[THE DATA start]
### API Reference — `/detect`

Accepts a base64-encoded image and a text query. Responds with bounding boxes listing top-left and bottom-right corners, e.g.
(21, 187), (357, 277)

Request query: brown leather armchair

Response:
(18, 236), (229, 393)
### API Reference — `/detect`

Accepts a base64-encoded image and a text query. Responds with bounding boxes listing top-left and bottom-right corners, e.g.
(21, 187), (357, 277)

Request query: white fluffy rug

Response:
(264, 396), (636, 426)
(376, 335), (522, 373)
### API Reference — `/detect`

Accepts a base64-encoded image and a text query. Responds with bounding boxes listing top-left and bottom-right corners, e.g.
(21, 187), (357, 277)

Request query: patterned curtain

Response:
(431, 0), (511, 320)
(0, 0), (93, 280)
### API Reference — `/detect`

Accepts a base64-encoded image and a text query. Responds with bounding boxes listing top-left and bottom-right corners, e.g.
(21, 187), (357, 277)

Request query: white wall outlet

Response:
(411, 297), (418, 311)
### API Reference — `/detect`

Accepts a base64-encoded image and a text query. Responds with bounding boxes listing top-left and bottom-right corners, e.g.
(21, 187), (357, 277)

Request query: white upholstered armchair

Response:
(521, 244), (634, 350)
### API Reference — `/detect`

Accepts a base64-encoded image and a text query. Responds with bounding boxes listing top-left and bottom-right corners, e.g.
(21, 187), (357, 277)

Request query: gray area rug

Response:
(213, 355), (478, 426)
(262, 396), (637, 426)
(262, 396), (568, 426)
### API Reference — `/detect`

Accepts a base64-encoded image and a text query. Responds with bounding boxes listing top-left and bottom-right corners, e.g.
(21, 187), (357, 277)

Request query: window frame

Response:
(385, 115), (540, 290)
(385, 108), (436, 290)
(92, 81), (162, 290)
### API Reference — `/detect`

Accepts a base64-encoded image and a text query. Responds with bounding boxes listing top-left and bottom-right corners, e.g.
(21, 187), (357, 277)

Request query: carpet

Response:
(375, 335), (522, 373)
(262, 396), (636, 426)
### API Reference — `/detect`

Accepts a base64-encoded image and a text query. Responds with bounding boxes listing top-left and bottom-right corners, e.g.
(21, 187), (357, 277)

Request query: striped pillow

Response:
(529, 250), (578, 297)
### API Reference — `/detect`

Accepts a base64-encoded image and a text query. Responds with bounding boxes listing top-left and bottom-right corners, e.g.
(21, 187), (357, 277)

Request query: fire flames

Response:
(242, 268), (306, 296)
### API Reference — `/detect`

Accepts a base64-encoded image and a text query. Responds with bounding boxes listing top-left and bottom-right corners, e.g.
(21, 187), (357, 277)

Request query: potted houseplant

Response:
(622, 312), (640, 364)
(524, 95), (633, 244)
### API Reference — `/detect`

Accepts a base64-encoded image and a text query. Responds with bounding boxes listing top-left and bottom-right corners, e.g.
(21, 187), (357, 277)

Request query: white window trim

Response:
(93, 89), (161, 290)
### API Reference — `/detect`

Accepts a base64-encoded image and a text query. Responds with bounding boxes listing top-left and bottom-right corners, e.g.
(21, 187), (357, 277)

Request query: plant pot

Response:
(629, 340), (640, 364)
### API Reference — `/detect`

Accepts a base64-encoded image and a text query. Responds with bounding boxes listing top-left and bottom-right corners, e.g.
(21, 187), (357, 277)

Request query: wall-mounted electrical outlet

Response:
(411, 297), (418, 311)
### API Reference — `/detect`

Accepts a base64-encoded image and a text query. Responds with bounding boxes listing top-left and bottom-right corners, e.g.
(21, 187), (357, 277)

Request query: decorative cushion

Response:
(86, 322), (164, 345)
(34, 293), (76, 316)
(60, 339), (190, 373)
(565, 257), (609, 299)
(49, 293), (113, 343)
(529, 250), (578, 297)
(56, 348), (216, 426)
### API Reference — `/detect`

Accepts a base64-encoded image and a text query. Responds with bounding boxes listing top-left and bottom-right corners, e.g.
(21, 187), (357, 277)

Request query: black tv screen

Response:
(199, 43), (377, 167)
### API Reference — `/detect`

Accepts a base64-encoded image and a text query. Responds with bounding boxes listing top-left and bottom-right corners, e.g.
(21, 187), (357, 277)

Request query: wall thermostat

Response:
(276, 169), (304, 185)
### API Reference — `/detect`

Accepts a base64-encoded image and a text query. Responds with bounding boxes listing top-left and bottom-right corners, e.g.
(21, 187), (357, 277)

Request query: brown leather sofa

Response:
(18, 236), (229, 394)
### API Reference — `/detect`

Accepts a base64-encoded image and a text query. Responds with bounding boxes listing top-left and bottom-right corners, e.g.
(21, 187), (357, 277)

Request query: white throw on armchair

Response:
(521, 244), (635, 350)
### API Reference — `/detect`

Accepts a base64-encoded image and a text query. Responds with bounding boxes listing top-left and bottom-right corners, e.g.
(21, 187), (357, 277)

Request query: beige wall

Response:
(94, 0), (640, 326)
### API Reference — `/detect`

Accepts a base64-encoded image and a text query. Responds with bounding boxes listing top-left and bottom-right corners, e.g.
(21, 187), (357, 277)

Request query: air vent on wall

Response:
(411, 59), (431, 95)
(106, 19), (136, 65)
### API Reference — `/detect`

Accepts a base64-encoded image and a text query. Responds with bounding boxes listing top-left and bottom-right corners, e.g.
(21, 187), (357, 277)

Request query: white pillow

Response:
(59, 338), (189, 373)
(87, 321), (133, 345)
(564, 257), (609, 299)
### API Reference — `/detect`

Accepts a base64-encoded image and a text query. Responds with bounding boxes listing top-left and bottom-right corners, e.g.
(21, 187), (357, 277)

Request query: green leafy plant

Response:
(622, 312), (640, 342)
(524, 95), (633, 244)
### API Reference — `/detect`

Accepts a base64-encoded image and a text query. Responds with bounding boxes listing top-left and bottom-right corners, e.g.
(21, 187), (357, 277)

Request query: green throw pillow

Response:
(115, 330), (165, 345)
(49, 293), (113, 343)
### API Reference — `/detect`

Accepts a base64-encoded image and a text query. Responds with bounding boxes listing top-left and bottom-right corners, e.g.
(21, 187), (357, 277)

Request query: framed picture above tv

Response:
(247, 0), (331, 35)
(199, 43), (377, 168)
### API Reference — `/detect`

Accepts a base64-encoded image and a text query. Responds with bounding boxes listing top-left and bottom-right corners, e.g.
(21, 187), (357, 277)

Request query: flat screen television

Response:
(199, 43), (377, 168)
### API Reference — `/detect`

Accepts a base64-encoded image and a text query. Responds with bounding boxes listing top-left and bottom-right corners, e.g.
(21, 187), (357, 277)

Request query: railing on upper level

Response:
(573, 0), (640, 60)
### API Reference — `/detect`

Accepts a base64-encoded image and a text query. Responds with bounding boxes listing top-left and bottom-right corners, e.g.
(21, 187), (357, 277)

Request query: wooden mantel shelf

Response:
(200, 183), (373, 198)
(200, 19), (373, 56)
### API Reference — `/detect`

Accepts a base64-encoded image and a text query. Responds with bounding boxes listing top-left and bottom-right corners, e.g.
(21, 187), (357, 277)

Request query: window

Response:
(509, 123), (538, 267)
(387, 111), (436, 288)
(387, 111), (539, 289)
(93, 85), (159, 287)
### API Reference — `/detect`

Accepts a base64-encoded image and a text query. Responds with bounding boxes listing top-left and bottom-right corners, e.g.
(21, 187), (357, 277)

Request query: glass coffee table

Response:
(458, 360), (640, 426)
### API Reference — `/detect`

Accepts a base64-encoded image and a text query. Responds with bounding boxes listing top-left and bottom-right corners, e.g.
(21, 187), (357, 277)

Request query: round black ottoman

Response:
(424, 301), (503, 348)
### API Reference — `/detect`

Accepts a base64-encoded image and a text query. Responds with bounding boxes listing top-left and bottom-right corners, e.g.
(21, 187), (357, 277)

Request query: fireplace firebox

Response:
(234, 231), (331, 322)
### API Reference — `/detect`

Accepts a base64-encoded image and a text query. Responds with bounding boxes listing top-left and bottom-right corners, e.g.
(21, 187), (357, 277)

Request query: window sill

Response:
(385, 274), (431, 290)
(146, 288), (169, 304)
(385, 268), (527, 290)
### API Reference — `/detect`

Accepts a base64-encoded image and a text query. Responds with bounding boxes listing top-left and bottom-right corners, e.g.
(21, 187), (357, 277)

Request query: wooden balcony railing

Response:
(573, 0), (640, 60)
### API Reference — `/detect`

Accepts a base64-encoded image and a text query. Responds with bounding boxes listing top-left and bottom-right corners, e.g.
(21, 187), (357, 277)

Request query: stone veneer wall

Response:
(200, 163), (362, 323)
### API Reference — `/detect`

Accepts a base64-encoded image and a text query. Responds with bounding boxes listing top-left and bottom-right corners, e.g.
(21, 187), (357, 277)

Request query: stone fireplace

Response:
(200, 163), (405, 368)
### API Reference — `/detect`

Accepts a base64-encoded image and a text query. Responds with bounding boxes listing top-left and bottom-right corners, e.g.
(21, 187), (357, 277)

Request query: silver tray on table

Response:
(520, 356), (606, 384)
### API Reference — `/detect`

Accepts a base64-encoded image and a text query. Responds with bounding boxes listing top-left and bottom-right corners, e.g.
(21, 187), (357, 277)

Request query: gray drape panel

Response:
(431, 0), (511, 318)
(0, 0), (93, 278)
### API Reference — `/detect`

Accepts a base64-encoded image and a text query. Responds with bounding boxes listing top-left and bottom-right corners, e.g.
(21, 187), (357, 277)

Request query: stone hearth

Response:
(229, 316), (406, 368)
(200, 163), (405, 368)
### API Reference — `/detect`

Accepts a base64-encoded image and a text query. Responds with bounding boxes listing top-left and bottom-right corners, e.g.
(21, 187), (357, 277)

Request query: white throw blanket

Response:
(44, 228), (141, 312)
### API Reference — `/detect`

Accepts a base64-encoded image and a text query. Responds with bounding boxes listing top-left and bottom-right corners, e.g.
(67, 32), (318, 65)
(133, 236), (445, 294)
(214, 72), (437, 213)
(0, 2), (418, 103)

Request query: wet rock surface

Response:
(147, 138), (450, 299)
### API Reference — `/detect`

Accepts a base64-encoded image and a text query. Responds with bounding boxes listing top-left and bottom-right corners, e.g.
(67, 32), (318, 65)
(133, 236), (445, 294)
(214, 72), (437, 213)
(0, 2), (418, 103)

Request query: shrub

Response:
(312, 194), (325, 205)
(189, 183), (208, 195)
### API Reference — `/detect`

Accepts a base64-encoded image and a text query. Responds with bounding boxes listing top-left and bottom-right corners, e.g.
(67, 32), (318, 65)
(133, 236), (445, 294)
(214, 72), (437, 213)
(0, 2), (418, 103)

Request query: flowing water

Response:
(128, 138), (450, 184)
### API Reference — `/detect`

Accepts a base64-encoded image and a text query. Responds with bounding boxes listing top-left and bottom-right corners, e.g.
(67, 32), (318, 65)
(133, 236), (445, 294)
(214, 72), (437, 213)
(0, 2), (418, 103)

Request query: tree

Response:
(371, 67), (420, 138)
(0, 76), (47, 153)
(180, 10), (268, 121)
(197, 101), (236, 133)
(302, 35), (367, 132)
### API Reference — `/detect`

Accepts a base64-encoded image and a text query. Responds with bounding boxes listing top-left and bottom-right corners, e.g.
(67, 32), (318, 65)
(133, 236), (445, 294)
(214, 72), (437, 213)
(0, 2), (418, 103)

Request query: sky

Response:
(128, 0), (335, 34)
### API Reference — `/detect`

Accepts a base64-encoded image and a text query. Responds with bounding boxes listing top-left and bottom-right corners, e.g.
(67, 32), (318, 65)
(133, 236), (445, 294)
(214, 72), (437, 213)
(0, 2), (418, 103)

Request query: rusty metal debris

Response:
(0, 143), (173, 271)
[THE DATA end]
WORK REQUIRED — Collect every line from the listing above that contains the word "white", and copy each one word for word.

IN RESPONSE —
Request query: white fluffy rug
Request query: white wall outlet
Request query: white upholstered armchair
Request query: white window trim
Request query: white throw on armchair
Request query: white pillow
Request query: white throw blanket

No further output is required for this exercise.